── PROVIDED DATA ──

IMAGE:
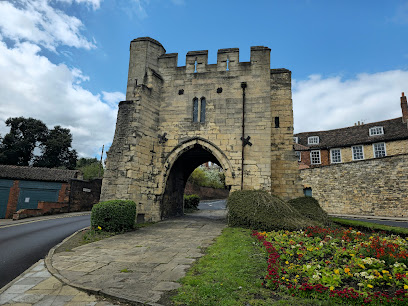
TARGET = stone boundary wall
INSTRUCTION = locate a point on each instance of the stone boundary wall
(374, 187)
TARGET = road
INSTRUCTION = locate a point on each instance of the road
(23, 244)
(212, 205)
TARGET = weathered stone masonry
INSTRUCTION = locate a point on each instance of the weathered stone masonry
(373, 187)
(157, 145)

───

* _TASK DETAILS_
Copy every item above line for line, leaving out the pictures.

* _SOLUTION FOR THIS PROBLEM_
IMAGE:
TARGET = stone boundary wall
INSTRUCTION = locate a point on each instance of the stone boundary wall
(374, 187)
TARGET = road
INSTRUCTION = locate a point on each instance of the road
(23, 244)
(212, 205)
TARGET = weathered stone masonry
INSTRUCTION = locate a point on each instance of the weathered stone masonry
(373, 187)
(157, 145)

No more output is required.